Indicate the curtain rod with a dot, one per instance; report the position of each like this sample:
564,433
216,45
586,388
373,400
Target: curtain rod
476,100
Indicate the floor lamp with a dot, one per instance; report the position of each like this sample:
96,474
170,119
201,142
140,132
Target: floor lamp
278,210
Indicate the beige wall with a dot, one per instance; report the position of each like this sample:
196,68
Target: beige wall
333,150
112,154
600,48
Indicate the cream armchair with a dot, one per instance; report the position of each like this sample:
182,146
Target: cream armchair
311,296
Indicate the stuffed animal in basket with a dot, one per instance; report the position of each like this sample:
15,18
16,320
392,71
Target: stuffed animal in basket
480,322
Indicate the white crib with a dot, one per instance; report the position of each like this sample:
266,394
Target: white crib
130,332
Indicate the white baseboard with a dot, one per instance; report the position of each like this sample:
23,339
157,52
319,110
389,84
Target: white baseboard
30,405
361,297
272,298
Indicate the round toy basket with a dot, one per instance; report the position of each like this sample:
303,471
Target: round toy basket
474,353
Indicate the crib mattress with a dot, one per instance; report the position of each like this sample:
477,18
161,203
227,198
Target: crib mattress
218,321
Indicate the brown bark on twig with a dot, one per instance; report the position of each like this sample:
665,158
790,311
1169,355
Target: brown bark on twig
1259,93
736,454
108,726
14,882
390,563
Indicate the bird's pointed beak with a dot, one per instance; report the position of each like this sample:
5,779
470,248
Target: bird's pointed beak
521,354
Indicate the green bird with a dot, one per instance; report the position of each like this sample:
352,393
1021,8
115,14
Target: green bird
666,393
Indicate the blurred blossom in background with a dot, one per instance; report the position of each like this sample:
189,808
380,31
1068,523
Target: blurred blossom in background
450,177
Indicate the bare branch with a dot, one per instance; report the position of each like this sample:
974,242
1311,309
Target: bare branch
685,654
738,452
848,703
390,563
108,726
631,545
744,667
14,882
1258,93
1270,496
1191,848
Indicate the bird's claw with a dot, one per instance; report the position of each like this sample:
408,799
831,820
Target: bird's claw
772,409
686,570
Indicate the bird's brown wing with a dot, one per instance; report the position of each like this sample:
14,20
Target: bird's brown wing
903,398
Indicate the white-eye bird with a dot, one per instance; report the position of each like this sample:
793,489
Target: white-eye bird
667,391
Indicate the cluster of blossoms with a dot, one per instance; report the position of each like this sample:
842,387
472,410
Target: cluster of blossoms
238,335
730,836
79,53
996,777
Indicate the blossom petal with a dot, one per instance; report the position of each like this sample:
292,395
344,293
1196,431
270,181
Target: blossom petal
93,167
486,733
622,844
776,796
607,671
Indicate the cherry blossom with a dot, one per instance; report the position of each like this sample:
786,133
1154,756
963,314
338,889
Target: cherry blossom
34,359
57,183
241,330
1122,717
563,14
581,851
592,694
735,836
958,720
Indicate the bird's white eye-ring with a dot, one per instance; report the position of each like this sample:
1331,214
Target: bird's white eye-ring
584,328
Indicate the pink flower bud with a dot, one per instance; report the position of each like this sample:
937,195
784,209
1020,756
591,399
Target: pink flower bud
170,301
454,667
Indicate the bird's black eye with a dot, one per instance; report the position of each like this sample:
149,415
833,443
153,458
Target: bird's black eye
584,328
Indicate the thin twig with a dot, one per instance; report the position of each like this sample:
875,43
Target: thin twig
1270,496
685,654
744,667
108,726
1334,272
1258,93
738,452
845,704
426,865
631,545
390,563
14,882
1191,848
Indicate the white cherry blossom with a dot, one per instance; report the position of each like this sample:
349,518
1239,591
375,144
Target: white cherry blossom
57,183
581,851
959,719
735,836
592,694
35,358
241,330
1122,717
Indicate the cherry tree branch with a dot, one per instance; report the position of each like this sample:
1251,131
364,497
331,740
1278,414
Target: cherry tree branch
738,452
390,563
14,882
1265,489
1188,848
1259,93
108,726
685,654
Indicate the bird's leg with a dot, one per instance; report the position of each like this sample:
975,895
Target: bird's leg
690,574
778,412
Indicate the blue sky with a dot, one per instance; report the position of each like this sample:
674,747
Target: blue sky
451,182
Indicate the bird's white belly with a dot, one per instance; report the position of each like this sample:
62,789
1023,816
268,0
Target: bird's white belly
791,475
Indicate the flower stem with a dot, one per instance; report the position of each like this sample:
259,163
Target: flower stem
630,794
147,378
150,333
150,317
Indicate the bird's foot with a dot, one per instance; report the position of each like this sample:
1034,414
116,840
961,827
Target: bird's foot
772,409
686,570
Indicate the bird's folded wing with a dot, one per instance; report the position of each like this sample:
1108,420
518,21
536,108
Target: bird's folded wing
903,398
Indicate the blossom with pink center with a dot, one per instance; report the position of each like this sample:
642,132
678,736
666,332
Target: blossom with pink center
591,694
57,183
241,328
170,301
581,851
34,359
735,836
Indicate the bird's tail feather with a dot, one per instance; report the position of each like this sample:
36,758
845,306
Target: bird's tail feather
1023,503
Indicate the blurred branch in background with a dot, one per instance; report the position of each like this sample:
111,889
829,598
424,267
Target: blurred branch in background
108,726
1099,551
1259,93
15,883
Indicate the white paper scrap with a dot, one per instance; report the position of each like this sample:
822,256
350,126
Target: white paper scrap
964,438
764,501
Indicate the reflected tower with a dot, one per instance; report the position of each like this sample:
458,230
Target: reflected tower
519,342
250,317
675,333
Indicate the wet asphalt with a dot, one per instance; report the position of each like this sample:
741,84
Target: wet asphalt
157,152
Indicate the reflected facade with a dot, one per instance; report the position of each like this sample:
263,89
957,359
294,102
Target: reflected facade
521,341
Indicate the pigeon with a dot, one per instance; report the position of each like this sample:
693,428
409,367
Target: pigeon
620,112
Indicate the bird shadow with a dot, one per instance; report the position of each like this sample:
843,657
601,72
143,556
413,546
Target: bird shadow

▶ _The exercise_
Starting with the line containing "Indicate the bird's tail" and going on through the end of the data, write out every line again, requests included. Scale each answer coordinate by 1.05 and round it to a whole number, with halves rounding up, but leave the requests and their sample coordinates as they are.

▶ _Task output_
Indicate the bird's tail feather with a dot, one per instance; report the position of each like this sample:
36,758
845,306
Target: bird's tail feather
1074,528
Indicate the blurred branch in background with a dot, one per instance; report the position of each like this sample:
111,889
829,598
424,267
Target: blurred branch in background
113,762
1154,579
1322,98
16,927
Indicate the white paper scrap with a dot, one per instance; report the position of each like this sample:
822,256
350,126
Target: white paper scrap
1012,460
802,526
Indicate the reflected tower with a dot, one per instance; report the position of each like this sample:
458,230
Target: reflected tower
545,359
263,333
709,350
Indicate the wet asphalt with a dot, one per instance; report the position of each like this sample:
741,84
Target: wet asphalt
165,160
Indicate the reflected facade with a dot, one per instance; report the position of each like this sample:
263,89
957,359
294,102
Target: reflected facade
547,358
Indicate the pigeon with a dot, one per instance; report the position of each like this sample:
693,428
409,367
Target: pigeon
651,118
Indicate the bird shadow with a dot, one per instance; report the position of each like this sample:
843,657
601,72
143,556
413,546
Target: bird shadow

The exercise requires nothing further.